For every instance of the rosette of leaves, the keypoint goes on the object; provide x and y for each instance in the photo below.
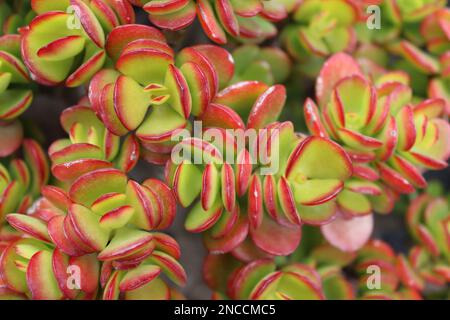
(238, 195)
(261, 279)
(13, 15)
(428, 219)
(65, 43)
(270, 65)
(399, 19)
(22, 178)
(390, 140)
(107, 226)
(321, 28)
(153, 92)
(321, 271)
(15, 93)
(90, 146)
(384, 275)
(245, 20)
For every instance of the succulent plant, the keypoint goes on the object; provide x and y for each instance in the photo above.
(13, 15)
(66, 40)
(283, 196)
(427, 219)
(322, 28)
(240, 19)
(390, 139)
(319, 275)
(103, 223)
(15, 93)
(22, 179)
(270, 65)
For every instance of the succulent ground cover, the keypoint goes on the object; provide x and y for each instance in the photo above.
(282, 131)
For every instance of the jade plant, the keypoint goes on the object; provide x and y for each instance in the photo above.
(240, 19)
(102, 222)
(280, 176)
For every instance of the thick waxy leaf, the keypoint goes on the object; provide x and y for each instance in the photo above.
(160, 124)
(29, 225)
(56, 196)
(89, 268)
(255, 202)
(89, 187)
(138, 277)
(154, 290)
(180, 97)
(128, 92)
(349, 234)
(74, 236)
(266, 288)
(274, 238)
(121, 36)
(287, 201)
(225, 223)
(111, 290)
(176, 20)
(40, 278)
(217, 115)
(86, 225)
(210, 186)
(241, 96)
(225, 13)
(312, 118)
(147, 210)
(198, 87)
(166, 244)
(353, 203)
(419, 59)
(295, 286)
(144, 66)
(407, 275)
(13, 277)
(60, 265)
(89, 22)
(169, 266)
(116, 218)
(210, 23)
(338, 66)
(306, 160)
(230, 241)
(267, 107)
(248, 277)
(11, 136)
(406, 128)
(124, 243)
(314, 192)
(318, 214)
(56, 233)
(199, 220)
(166, 200)
(187, 183)
(217, 269)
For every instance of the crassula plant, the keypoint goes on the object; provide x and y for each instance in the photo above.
(276, 138)
(244, 20)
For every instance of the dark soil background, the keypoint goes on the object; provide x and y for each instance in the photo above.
(49, 103)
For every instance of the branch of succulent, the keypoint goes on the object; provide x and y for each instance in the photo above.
(242, 20)
(15, 95)
(322, 272)
(428, 220)
(22, 179)
(14, 14)
(100, 221)
(66, 41)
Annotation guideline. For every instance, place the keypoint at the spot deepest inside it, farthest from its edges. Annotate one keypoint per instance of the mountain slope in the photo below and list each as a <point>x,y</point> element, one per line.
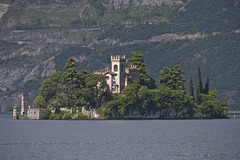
+--
What you are asked to do » Only lines from the one holding "For every instance of the crassula" through the last line of the entries above are wanted, both ends included, each retyped exactly; no pictures.

Result below »
For every instance of the crassula plant, the keypoint goes on the object; provide x and y for each instance in the photo above.
(276, 138)
(244, 20)
For every instance of the dark soil background, the keypoint goes on the object; provide x and y for each instance in the photo above.
(49, 103)
For every instance of the branch of succulent, the keypoint goes on the object; provide x and y for each instance in the photo above.
(242, 20)
(15, 95)
(322, 272)
(428, 220)
(22, 179)
(14, 14)
(100, 221)
(66, 41)
Annotation guideline. For every instance, place the keypoint at the spot deepest inside it, farthest from its edges. Annotate one keypoint per instance of the mountain slope in the photo below and list each as a <point>x,y</point> element, one per line.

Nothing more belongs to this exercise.